▸ **Problem**
Extend the passage below about Isaac D. Smith, the Army major general, by writing what follows its final sentence.

▸ **Supplied text**
:::

Isaac D. Smith (born 2 May 1932) was a major general in the United States Army.

Education
Smith was in the Reserve Officers Training Corps at Southern University and A&M College, where he earned a B.S. in Agriculture.  He also earned a Masters in Public Administration from Shippensburg State College. He also completed several military education courses and attended the U.S. Army War College.

Assignments
According to The Rocks, inc., website:

In 1983, when Smith was a Brigadier general, The Crisis named him one of the "top blacks in the Armed Forces."  At the time, he held the same rank as Colin Powell.  He was noted in Blacks in American armed forces: 1776-1983, as well as African American generals and flag officers.

Smith was the author of a major Army report on THE DEPENDENTS SCHOOLS SYSTEM IN USAREUR, about the education of "army brats" in Europe.

In 1989, the Comptroller General of the Department of Defense found that Smith failed to abide by the "Fly America Act", which required use of US-based airlines for military flights; Smith's case became a precedent.

:::

▸ **Supplied information**
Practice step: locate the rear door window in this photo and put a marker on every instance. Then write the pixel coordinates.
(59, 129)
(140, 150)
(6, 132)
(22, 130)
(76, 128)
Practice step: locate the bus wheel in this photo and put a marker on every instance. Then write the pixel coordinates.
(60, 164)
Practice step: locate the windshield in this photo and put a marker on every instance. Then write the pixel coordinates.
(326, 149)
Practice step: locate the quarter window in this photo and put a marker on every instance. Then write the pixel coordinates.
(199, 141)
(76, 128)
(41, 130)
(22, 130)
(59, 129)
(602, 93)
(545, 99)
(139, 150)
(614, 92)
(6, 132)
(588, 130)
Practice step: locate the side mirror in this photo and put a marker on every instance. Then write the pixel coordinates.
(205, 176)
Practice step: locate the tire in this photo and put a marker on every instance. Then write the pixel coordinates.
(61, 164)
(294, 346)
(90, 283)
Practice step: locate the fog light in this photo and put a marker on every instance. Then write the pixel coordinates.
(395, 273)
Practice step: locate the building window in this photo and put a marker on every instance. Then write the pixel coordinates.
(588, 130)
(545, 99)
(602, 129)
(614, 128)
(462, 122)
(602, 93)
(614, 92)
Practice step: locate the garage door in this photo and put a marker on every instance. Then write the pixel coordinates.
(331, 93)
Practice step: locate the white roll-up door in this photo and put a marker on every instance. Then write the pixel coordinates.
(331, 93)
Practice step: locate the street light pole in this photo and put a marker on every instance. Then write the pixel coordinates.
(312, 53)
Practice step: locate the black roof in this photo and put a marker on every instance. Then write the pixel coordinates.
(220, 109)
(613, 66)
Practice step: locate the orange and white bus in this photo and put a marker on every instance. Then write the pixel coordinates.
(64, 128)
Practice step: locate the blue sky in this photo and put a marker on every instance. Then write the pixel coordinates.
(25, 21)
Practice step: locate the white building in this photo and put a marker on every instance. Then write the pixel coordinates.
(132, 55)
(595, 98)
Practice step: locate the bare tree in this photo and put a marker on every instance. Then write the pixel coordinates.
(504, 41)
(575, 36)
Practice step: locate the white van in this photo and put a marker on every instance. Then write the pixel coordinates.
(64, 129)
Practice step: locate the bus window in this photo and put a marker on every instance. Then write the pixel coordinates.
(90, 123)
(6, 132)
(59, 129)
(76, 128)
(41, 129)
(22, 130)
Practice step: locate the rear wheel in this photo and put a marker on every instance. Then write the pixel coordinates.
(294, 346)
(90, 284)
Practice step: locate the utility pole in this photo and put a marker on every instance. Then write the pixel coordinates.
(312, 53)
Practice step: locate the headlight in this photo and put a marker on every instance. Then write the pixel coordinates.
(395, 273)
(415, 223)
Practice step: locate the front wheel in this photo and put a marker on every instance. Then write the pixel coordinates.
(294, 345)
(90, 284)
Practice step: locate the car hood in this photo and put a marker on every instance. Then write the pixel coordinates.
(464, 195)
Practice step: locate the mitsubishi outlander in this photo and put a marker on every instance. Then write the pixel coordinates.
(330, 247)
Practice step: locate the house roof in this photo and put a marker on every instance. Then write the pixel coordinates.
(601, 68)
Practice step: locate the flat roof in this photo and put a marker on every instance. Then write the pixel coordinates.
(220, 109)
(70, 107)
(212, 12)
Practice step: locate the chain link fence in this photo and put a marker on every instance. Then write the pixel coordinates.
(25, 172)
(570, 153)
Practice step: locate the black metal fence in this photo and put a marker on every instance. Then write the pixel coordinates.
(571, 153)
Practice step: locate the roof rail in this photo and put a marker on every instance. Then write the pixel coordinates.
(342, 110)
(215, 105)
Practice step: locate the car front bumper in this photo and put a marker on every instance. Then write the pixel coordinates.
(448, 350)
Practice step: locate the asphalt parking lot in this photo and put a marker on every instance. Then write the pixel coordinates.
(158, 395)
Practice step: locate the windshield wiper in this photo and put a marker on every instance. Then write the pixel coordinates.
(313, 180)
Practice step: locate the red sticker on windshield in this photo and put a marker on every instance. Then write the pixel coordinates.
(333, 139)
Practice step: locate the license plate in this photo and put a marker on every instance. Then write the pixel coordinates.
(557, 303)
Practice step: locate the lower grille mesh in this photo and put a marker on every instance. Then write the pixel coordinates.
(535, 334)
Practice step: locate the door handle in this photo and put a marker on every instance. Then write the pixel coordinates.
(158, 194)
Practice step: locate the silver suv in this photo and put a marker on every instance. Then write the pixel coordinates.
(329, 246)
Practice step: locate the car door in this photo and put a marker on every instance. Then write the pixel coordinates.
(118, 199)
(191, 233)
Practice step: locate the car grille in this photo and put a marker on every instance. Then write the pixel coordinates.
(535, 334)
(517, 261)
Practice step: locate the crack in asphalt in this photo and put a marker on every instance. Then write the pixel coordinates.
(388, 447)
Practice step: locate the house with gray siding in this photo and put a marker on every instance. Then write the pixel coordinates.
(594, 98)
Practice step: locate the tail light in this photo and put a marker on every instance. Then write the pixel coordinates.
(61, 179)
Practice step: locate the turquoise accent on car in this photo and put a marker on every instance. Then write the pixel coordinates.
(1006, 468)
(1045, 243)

:::

▸ **Task output**
Awards
Smith won several DOD awards and decorations including the Distinguished Service Medal, the Silver Star, Defense Superior Service Medal, the Legion of Merit (with Oak Leaf Cluster), Bronze Star Medal, the Meritorious Service Medal (with Oak Leaf Cluster), and the Army Commendation Medal (with two Oak Leaf Clusters).

In 1999, Smith was named "Rock of the Year" by The Rocks, Inc., an association of ROTC officers.

In 2006, Smith, by then a retired major general, received a citation from the Louisiana House of Representatives for his service to the United States, which was also passed by the Louisiana Senate.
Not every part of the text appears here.